» TASK TO CARRY OUT:
Answer these from the forum thread on HDF5 files:
(a) Once memory use reaches what amount does the HDF5 create function throw an exception?
(b) Which kind of network access will not support SWMR?
(c) Which function should be used with HDF5 1.10.0 to get the latest file format?

» PAGE:
Working with lots of HDF5 files

SOLTYS_Radoslaw · January 26, 2016, 10:55am

We're looking into replacing our custom storage design for time-series data with HDF5 and we're looking mainly at HDF5 version 1.10 for the SWMR capability as we're doing this already with our custom storage.
To find out the best layout - we drafted a few test cases and started off a tutorial code sample in C++, adjusting it to replicate our current database structure, being one file per signal - so we are creating new empty files in a loop - and there we already ran into problems:

- the HDF5 garbage collector allocates lots of memory as soon as files are created - we tried to tune it with setGcReferences(), but could not;

- having reached 2GB - the HDF5 create function throws the exception "no space available for allocation" (We're running 64-bit Windows 8 with 16GB of RAM)
I'd have a few questions at this point:

- Can we reduce the amount of memory used by the garbage collector? If yes - how?

- Taking a step back: is the HDF5 API designed to handle thousands of files in practice?

- Or would it be better to have a single file with the same number of datasets in it? (We're talking about a few thousand datasets, each with several million rows.)

Thanks for your kind support

···

________________________________
CONFIDENTIALITY : This e-mail and any attachments are confidential and may be privileged. If you are not a named recipient, please notify the sender immediately and do not disclose the contents to another person, use it for any purpose or store or copy the information in any medium.

derobins · January 26, 2016, 6:06pm

Some Windows comments:

* SWMR is not well-tested on Windows since the current SWMR test harness is based on shell scripts and makes use of fork(). There's no reason why it shouldn't work on Windows, though. It's just not tested there at this time. We'll be trying to add at least some minimal testing in the near future, but it might be a little bit before we have a full test suite.

* NTFS and parallel file systems like GPFS should support SWMR. SMB-style network access (e.g.: Windows file shares) will NOT support SWMR, however, since we can't guarantee write ordering. This is not unlike NFS, which is also not supported for SWMR access.

Also, if you are using HDF5 1.10.0, be sure to use H5Pset_libver_bounds() to use the latest file format. The newer data structures are much more efficient than the backward-compatible defaults. You'll lose HDF5 1.8 compatibility, though, so keep that in mind.

https://www.hdfgroup.org/HDF5/doc/RM/RM_H5P.html#Property-SetLibverBounds

Dana Robinson
Software Engineer
The HDF Group

···

From: Hdf-forum [mailto:hdf-forum-bounces@lists.hdfgroup.org] On Behalf Of SOLTYS Radoslaw
Sent: Tuesday, January 26, 2016 5:56 AM
To: hdf-forum@lists.hdfgroup.org
Subject: [Hdf-forum] Working with lots of HDF5 files

We're looking into replacing our custom storage design for time-series data with HDF5 and we're looking mainly at HDF5 version 1.10 for the SWMR capability as we're doing this already with our custom storage.

» AVAILABLE DATA:
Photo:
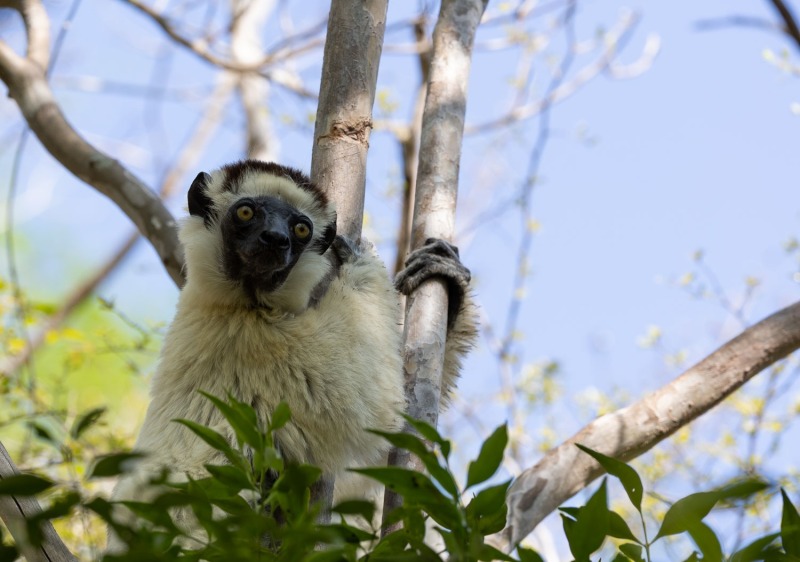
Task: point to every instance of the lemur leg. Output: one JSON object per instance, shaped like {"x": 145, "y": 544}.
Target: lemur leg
{"x": 438, "y": 258}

» TASK SOLUTION:
(a) 2GB
(b) SMB-style network access, such as Windows file shares
(c) H5Pset_libver_bounds()